# [The data]

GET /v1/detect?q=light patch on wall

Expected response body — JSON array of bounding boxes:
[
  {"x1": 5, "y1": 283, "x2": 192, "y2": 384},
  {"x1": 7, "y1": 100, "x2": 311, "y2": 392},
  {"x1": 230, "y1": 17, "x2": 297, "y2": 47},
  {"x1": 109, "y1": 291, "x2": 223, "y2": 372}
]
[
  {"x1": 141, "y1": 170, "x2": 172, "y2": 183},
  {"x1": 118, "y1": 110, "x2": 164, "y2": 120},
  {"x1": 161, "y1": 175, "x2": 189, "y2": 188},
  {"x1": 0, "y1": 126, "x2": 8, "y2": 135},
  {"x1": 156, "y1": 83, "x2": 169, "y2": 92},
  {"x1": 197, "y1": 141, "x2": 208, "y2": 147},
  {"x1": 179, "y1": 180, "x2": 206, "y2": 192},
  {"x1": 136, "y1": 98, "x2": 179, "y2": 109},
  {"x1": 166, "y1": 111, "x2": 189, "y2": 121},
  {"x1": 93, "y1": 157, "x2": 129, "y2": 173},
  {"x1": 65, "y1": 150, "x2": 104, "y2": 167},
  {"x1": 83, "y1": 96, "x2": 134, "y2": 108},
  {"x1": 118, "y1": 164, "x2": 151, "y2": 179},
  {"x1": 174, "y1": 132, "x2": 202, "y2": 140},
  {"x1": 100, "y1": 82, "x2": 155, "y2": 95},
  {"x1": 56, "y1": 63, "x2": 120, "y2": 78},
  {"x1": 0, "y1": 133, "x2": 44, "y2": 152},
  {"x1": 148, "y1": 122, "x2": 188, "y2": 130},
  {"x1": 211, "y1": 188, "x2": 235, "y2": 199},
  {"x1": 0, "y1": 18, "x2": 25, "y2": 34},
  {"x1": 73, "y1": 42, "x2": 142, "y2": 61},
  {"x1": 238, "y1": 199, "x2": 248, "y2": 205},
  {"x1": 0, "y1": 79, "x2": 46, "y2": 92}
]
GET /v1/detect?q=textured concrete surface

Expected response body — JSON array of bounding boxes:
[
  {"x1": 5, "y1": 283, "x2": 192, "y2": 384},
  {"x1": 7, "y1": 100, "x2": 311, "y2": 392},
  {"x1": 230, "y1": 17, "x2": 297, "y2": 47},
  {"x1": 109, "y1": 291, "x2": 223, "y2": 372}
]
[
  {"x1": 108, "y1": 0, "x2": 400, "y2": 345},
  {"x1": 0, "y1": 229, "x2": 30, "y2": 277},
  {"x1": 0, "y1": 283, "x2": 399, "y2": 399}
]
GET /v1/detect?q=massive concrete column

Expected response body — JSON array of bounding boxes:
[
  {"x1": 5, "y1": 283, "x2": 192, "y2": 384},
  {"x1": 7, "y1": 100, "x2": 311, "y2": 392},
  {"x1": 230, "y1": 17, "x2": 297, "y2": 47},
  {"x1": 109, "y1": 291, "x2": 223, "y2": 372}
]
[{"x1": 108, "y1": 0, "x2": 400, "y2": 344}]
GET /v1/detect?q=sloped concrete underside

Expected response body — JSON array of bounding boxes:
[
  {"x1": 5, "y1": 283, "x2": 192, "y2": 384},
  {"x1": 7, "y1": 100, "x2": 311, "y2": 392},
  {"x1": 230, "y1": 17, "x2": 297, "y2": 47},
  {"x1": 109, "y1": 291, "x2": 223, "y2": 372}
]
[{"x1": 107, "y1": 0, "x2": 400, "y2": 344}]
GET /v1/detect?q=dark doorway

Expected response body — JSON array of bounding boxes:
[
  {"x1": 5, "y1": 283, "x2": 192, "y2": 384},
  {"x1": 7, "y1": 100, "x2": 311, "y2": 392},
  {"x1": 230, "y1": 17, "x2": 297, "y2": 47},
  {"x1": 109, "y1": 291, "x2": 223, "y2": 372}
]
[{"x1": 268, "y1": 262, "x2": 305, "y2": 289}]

# [Action item]
Line by line, reproduce the data above exactly.

# [Written answer]
GET /v1/detect?q=light patch on wall

Expected response body — JSON array of bounding boxes:
[
  {"x1": 5, "y1": 283, "x2": 192, "y2": 384},
  {"x1": 7, "y1": 100, "x2": 311, "y2": 392},
  {"x1": 230, "y1": 17, "x2": 297, "y2": 47},
  {"x1": 109, "y1": 291, "x2": 223, "y2": 372}
]
[
  {"x1": 141, "y1": 170, "x2": 172, "y2": 183},
  {"x1": 118, "y1": 110, "x2": 164, "y2": 120},
  {"x1": 161, "y1": 175, "x2": 189, "y2": 188},
  {"x1": 0, "y1": 126, "x2": 8, "y2": 135},
  {"x1": 156, "y1": 83, "x2": 169, "y2": 92},
  {"x1": 197, "y1": 141, "x2": 208, "y2": 147},
  {"x1": 179, "y1": 180, "x2": 206, "y2": 192},
  {"x1": 136, "y1": 98, "x2": 179, "y2": 109},
  {"x1": 166, "y1": 111, "x2": 189, "y2": 121},
  {"x1": 93, "y1": 157, "x2": 129, "y2": 173},
  {"x1": 65, "y1": 150, "x2": 104, "y2": 167},
  {"x1": 83, "y1": 96, "x2": 134, "y2": 108},
  {"x1": 118, "y1": 164, "x2": 151, "y2": 179},
  {"x1": 174, "y1": 132, "x2": 202, "y2": 140},
  {"x1": 100, "y1": 82, "x2": 155, "y2": 95},
  {"x1": 56, "y1": 63, "x2": 120, "y2": 78},
  {"x1": 0, "y1": 133, "x2": 44, "y2": 152},
  {"x1": 148, "y1": 122, "x2": 188, "y2": 130},
  {"x1": 211, "y1": 188, "x2": 235, "y2": 199},
  {"x1": 0, "y1": 18, "x2": 25, "y2": 34},
  {"x1": 73, "y1": 42, "x2": 142, "y2": 61},
  {"x1": 238, "y1": 199, "x2": 248, "y2": 205},
  {"x1": 0, "y1": 79, "x2": 46, "y2": 92}
]
GET /v1/detect?q=textured concrete surface

Expected response body — JSON array of bounding boxes:
[
  {"x1": 5, "y1": 283, "x2": 192, "y2": 384},
  {"x1": 7, "y1": 100, "x2": 311, "y2": 392},
  {"x1": 230, "y1": 17, "x2": 297, "y2": 47},
  {"x1": 109, "y1": 291, "x2": 223, "y2": 372}
]
[
  {"x1": 108, "y1": 0, "x2": 400, "y2": 345},
  {"x1": 0, "y1": 229, "x2": 30, "y2": 277},
  {"x1": 0, "y1": 283, "x2": 399, "y2": 399}
]
GET /v1/detect?q=massive concrete column

Expected response body — JSON array of bounding boxes:
[
  {"x1": 5, "y1": 283, "x2": 192, "y2": 384},
  {"x1": 7, "y1": 100, "x2": 311, "y2": 392},
  {"x1": 230, "y1": 17, "x2": 297, "y2": 47},
  {"x1": 109, "y1": 291, "x2": 223, "y2": 372}
]
[{"x1": 108, "y1": 0, "x2": 400, "y2": 344}]
GET /v1/detect?q=sloped concrete underside

Expected response body — JSON array of bounding boxes:
[
  {"x1": 5, "y1": 283, "x2": 192, "y2": 384},
  {"x1": 7, "y1": 100, "x2": 311, "y2": 392},
  {"x1": 230, "y1": 17, "x2": 297, "y2": 47},
  {"x1": 109, "y1": 291, "x2": 223, "y2": 372}
]
[{"x1": 107, "y1": 0, "x2": 400, "y2": 344}]
GET /v1/detect?q=dark doorway

Expected response body — JSON array of bounding boxes:
[
  {"x1": 5, "y1": 283, "x2": 192, "y2": 384},
  {"x1": 7, "y1": 100, "x2": 311, "y2": 392},
  {"x1": 230, "y1": 17, "x2": 297, "y2": 47},
  {"x1": 109, "y1": 291, "x2": 223, "y2": 372}
]
[{"x1": 268, "y1": 262, "x2": 305, "y2": 289}]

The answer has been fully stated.